# Segmentation dataset excerpts
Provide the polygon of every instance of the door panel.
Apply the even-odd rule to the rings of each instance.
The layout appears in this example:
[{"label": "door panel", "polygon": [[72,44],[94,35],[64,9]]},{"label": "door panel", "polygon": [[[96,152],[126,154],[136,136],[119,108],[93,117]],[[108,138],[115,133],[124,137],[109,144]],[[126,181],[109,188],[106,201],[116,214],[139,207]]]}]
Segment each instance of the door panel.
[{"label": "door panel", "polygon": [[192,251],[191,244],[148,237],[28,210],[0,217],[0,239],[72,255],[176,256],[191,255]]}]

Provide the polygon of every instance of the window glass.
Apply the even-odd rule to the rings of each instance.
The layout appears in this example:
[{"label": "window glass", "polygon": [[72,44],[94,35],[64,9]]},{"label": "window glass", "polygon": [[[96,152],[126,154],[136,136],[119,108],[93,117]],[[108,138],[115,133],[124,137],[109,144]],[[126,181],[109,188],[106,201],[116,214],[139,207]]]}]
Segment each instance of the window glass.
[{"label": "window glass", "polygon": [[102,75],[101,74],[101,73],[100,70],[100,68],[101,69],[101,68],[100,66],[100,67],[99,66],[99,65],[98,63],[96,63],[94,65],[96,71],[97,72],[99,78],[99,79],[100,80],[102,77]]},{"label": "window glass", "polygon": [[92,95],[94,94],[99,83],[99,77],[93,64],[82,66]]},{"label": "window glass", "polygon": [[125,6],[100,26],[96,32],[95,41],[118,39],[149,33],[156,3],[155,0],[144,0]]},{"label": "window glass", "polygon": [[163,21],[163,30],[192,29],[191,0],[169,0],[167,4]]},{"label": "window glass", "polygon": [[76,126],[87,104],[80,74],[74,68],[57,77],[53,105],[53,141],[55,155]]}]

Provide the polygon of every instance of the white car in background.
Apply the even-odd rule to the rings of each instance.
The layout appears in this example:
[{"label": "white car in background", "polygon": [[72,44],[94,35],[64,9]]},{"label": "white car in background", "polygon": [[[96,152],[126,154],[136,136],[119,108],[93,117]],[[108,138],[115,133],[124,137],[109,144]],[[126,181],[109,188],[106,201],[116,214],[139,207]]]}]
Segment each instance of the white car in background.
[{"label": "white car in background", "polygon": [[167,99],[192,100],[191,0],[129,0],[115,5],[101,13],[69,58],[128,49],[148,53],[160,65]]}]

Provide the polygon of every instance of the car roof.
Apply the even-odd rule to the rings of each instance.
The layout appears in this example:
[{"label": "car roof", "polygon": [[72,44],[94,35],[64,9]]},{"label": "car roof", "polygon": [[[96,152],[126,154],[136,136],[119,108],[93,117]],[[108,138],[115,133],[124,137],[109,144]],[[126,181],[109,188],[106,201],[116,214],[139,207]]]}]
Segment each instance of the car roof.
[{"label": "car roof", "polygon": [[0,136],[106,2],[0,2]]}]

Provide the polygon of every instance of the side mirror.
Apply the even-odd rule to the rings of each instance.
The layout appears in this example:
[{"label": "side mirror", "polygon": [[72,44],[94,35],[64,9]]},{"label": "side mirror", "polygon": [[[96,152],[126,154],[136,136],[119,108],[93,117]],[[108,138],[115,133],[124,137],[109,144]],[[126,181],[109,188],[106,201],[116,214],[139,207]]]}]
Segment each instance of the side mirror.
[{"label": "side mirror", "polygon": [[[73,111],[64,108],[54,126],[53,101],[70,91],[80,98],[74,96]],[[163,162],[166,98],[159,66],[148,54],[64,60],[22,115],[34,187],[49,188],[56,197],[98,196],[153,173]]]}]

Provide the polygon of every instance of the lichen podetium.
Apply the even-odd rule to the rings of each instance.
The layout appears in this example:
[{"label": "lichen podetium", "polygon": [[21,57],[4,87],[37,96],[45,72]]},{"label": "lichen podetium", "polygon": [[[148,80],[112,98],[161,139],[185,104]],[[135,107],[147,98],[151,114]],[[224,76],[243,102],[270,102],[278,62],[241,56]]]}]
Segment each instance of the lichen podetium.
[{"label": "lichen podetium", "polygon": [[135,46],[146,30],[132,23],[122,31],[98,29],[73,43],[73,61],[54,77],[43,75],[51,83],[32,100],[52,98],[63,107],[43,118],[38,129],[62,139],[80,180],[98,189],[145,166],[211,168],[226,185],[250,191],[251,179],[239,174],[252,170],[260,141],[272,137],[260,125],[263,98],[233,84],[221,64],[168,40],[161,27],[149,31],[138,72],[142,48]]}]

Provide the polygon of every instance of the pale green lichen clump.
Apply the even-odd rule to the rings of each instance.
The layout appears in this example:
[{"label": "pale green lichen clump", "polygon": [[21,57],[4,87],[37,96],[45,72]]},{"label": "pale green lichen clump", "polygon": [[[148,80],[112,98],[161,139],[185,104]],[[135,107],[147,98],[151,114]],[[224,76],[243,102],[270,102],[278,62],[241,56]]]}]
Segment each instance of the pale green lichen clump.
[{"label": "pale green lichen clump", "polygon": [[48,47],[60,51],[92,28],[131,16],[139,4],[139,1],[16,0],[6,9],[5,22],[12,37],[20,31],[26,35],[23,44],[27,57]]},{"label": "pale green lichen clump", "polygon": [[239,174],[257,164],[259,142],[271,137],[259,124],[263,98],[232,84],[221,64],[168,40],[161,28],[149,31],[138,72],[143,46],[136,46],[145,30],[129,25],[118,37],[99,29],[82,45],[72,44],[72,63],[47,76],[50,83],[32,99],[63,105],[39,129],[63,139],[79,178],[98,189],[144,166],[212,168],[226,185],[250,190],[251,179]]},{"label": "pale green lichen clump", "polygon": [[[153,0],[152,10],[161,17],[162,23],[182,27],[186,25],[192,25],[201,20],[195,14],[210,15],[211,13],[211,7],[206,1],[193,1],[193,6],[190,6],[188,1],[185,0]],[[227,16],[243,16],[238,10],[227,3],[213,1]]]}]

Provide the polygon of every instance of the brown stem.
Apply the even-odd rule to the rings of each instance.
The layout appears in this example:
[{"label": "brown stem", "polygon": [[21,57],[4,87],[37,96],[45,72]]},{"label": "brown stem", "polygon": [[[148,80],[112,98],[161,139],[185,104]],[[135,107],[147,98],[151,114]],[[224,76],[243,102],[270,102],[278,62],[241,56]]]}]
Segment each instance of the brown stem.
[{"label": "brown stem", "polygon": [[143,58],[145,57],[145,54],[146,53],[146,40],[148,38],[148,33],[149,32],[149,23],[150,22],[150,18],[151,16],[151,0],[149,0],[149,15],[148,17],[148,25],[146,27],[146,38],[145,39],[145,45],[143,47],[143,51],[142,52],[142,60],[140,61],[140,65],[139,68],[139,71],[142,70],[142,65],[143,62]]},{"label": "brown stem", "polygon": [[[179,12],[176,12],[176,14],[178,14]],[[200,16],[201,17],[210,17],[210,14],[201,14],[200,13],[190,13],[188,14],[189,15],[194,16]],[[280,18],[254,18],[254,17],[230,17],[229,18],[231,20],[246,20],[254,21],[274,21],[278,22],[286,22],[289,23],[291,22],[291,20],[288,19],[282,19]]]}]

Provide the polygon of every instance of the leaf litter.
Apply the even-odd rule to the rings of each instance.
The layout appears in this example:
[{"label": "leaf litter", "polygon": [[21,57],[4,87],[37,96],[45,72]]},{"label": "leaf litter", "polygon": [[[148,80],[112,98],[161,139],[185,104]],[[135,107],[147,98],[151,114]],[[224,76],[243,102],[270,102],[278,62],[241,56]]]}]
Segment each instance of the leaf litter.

# Aim of the exercise
Nothing in the listing may be changed; retype it all exactly.

# Finished answer
Provide the polygon of every instance of the door panel.
Apply the even-odd rule to the rings of each instance.
The layout appears in this example:
[{"label": "door panel", "polygon": [[72,44],[94,35],[64,9]]},{"label": "door panel", "polygon": [[[96,152],[126,154],[136,136],[119,108],[93,117]],[[108,138],[115,133],[124,137],[109,144]],[[126,181],[109,188],[106,201],[116,214],[139,207]]]}]
Segment each instance of the door panel.
[{"label": "door panel", "polygon": [[192,251],[191,244],[148,237],[28,210],[0,217],[0,239],[72,255],[176,256],[191,255]]}]

Provide the polygon of every instance of the window glass.
Apply the even-odd rule to the rings of each instance.
The layout appears in this example:
[{"label": "window glass", "polygon": [[72,44],[94,35],[64,9]]},{"label": "window glass", "polygon": [[[96,152],[126,154],[136,136],[119,108],[93,117]],[[108,138],[115,133],[124,137],[109,144]],[[126,181],[109,188],[106,201],[116,214],[139,207]]]}]
Segment each instance of the window glass.
[{"label": "window glass", "polygon": [[102,75],[101,74],[101,73],[100,70],[100,68],[101,69],[101,68],[100,66],[100,67],[99,66],[99,65],[98,63],[96,63],[94,65],[96,71],[97,72],[99,78],[99,79],[100,80],[102,77]]},{"label": "window glass", "polygon": [[92,95],[94,94],[99,83],[99,77],[93,64],[82,66]]},{"label": "window glass", "polygon": [[125,6],[100,26],[96,32],[95,41],[118,39],[149,33],[156,3],[155,0],[144,0]]},{"label": "window glass", "polygon": [[163,21],[163,30],[192,29],[191,0],[169,0],[167,4]]},{"label": "window glass", "polygon": [[76,126],[87,104],[80,74],[74,68],[57,77],[53,105],[53,141],[55,155]]}]

Provide the polygon of every instance of the white car in background.
Apply the even-odd rule to the rings of each instance.
The layout appears in this example:
[{"label": "white car in background", "polygon": [[72,44],[94,35],[64,9]]},{"label": "white car in background", "polygon": [[[96,152],[126,154],[136,136],[119,108],[93,117]],[[108,138],[115,133],[124,137],[109,144]],[[126,181],[109,188],[106,201],[116,214],[139,207]]]}]
Segment each instance of the white car in background.
[{"label": "white car in background", "polygon": [[167,99],[192,100],[191,0],[129,0],[115,5],[101,13],[69,58],[128,49],[148,53],[160,65]]}]

Provide the polygon of every instance of the car roof.
Apply the even-odd rule to the rings of each instance.
The layout appears in this example:
[{"label": "car roof", "polygon": [[72,44],[94,35],[64,9]]},{"label": "car roof", "polygon": [[[96,152],[126,154],[136,136],[119,108],[93,117]],[[108,138],[115,133],[124,137],[109,144]],[[126,181],[109,188],[106,201],[116,214],[139,207]]]}]
Segment each instance of the car roof.
[{"label": "car roof", "polygon": [[0,136],[106,2],[0,2]]}]

Provide the polygon of every instance of the side mirror.
Apply the even-odd rule to the rings of each instance.
The layout appears in this example:
[{"label": "side mirror", "polygon": [[72,44],[94,35],[64,9]]},{"label": "side mirror", "polygon": [[[96,152],[126,154],[136,136],[119,108],[93,117]],[[108,138],[115,133],[124,137],[109,144]],[[126,181],[109,188],[106,201],[116,214],[139,207]]]}]
Segment each instance of the side mirror.
[{"label": "side mirror", "polygon": [[[73,111],[64,108],[54,126],[53,101],[70,91],[80,98],[74,96]],[[163,162],[166,98],[159,66],[148,54],[64,60],[22,115],[34,187],[49,188],[56,197],[98,196],[153,173]]]}]

Provide the polygon of every instance of the lichen podetium.
Apply the even-odd rule to the rings of each instance.
The layout appears in this example:
[{"label": "lichen podetium", "polygon": [[21,57],[4,87],[37,96],[45,72]]},{"label": "lichen podetium", "polygon": [[[148,80],[112,98],[161,139],[185,104]],[[135,107],[147,98],[151,114]],[[224,76],[243,102],[270,102],[278,62],[241,56]]]}]
Segment each instance of the lichen podetium.
[{"label": "lichen podetium", "polygon": [[135,46],[146,30],[132,23],[122,31],[98,29],[73,43],[73,61],[54,77],[43,75],[51,83],[32,100],[52,98],[63,107],[43,118],[38,129],[62,139],[80,180],[98,189],[145,166],[211,168],[226,185],[250,191],[251,179],[239,174],[252,170],[260,141],[272,137],[260,125],[263,98],[233,84],[221,64],[168,40],[161,27],[149,31],[138,72],[142,48]]}]

Provide the polygon of every instance of the pale green lichen clump.
Apply the even-odd rule to the rings of each instance.
The layout appears in this example:
[{"label": "pale green lichen clump", "polygon": [[21,57],[4,87],[37,96],[45,72]]},{"label": "pale green lichen clump", "polygon": [[[148,80],[112,98],[161,139],[185,104]],[[135,107],[147,98],[151,114]],[[224,76],[243,102],[270,102],[278,62],[241,56]]]}]
Segment each instance of the pale green lichen clump.
[{"label": "pale green lichen clump", "polygon": [[48,47],[60,51],[92,28],[131,16],[139,4],[139,1],[16,0],[6,9],[5,22],[12,37],[20,31],[26,35],[23,44],[27,57]]},{"label": "pale green lichen clump", "polygon": [[239,174],[257,164],[259,142],[271,137],[259,124],[263,98],[232,84],[221,64],[168,40],[161,28],[149,31],[138,72],[143,46],[136,46],[145,30],[129,25],[118,37],[99,29],[82,45],[72,44],[72,63],[47,76],[50,83],[32,99],[63,105],[39,129],[63,139],[79,178],[98,189],[144,166],[212,168],[226,185],[250,190],[251,179]]},{"label": "pale green lichen clump", "polygon": [[[153,0],[152,10],[161,17],[162,23],[182,27],[186,25],[192,25],[201,20],[195,14],[210,15],[211,13],[211,7],[206,1],[193,1],[193,6],[190,6],[188,1],[185,0]],[[227,16],[243,16],[238,10],[227,3],[213,1]]]}]

Provide the polygon of every instance of the brown stem.
Apply the even-odd rule to the rings of each instance.
The layout appears in this example:
[{"label": "brown stem", "polygon": [[21,57],[4,87],[37,96],[45,72]]},{"label": "brown stem", "polygon": [[[148,80],[112,98],[161,139],[185,104]],[[135,107],[147,98],[151,114]],[[224,76],[243,102],[270,102],[278,62],[241,56]]]}]
Segment each instance of the brown stem.
[{"label": "brown stem", "polygon": [[143,58],[145,57],[145,54],[146,53],[146,40],[148,38],[148,33],[149,32],[149,23],[150,22],[150,18],[151,16],[151,0],[149,0],[149,15],[148,17],[148,25],[146,27],[146,38],[145,39],[145,45],[143,47],[143,51],[142,52],[142,60],[140,61],[140,65],[139,68],[139,71],[142,70],[142,65],[143,62]]},{"label": "brown stem", "polygon": [[[179,12],[176,12],[176,14],[178,14]],[[200,16],[201,17],[210,17],[210,14],[201,14],[200,13],[190,13],[188,14],[189,15],[194,16]],[[280,18],[254,18],[254,17],[230,17],[229,18],[231,20],[246,20],[254,21],[274,21],[278,22],[286,22],[289,23],[291,22],[291,20],[288,19],[282,19]]]}]

Provide the polygon of every instance of the leaf litter.
Apply the even-odd rule to the rings of each instance.
The layout appears in this example:
[{"label": "leaf litter", "polygon": [[21,57],[4,87],[37,96],[45,72]]},{"label": "leaf litter", "polygon": [[[148,80],[112,98],[161,139],[185,104]],[[135,107],[147,98],[151,114]],[[224,76],[243,102],[270,102],[278,62],[241,56]]]}]
Segment each instance of the leaf litter.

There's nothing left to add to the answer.